Your instructions: Edit the items below by replacing "thickest part" with "widest part" wherever it occurs, leaving everything else unchanged.

Data entries:
-=-=-=-=-
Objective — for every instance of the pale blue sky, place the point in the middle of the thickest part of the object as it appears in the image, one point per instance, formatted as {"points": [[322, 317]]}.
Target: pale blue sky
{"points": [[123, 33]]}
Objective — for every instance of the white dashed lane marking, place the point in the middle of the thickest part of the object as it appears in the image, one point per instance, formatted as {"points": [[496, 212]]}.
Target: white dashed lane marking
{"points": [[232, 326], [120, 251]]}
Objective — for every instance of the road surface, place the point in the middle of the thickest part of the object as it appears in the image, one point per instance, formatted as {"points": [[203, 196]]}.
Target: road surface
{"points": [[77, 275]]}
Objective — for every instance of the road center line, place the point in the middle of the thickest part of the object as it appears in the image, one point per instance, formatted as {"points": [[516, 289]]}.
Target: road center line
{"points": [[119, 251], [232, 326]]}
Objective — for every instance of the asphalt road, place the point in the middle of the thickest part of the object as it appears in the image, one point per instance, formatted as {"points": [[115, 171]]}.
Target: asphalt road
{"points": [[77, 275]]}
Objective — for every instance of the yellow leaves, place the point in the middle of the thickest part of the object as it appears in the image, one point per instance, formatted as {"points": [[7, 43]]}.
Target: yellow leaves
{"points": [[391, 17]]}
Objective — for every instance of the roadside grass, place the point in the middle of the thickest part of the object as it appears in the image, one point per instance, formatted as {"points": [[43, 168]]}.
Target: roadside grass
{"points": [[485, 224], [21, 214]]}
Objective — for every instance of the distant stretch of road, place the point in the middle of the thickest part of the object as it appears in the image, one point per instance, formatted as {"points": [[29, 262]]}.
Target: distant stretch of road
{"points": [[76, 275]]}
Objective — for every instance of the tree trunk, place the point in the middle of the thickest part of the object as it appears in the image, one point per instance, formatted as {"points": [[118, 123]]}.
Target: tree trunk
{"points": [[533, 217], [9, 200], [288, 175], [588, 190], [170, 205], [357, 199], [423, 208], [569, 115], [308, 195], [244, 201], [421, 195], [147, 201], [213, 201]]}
-=-=-=-=-
Problem solution:
Objective — for every instance of the pale blue sky, place the point in the middle of the widest part of the object as it appears in the image, one point per instance, formatted as {"points": [[322, 317]]}.
Target: pale blue sky
{"points": [[123, 33]]}
Objective — for every instance of the white dashed lane marking, place the point in the middle of the widest part of the object as it appears in the image, one point per instance, formatted as {"points": [[496, 212]]}.
Target: white dashed lane marking
{"points": [[232, 326], [120, 251]]}
Objective — for every instance of the road surface, place the point in the middle of the widest part of the object as it appears in the image, one point per instance, formatted as {"points": [[203, 196]]}.
Target: road surface
{"points": [[77, 275]]}
Objective — for every instance of the road center line, place the point in the middle of the widest part of the object as it appears in the image, one point per instance, formatted as {"points": [[516, 289]]}.
Target: road center line
{"points": [[119, 251], [232, 326]]}
Objective — for every instance of the asphalt road, place the point in the middle of the widest part of the object as it appears in the image, one point per instance, formatted as {"points": [[115, 171]]}.
Target: asphalt road
{"points": [[77, 275]]}
Objective — for every instance of the yellow leaves, place the point in the middle of the widest part of the object as it appears in the image, one point per instance, formatted as {"points": [[7, 43]]}.
Target: yellow leaves
{"points": [[391, 17]]}
Objective — for every instance of the roadside grass, place the point in the middle of the widest part of the object as it appears in the image, one point per instance, formatted as {"points": [[43, 168]]}.
Target: roadside grass
{"points": [[485, 224], [21, 214]]}
Objective — for every instance of the distant stretch of road, place the point in the middle of the widest part of the object as it appears in the image, one point per instance, formatted as {"points": [[29, 262]]}.
Target: distant stretch of road
{"points": [[76, 275]]}
Objective — for every instance of the tree trunk, place the point in the middle of the widest part of the object as it appears in the image, one point per instance, formatted as {"points": [[118, 123]]}.
Target: tree trunk
{"points": [[533, 217], [9, 200], [288, 175], [588, 190], [170, 205], [357, 199], [423, 208], [569, 115], [308, 195], [244, 201], [421, 195], [147, 201], [213, 201]]}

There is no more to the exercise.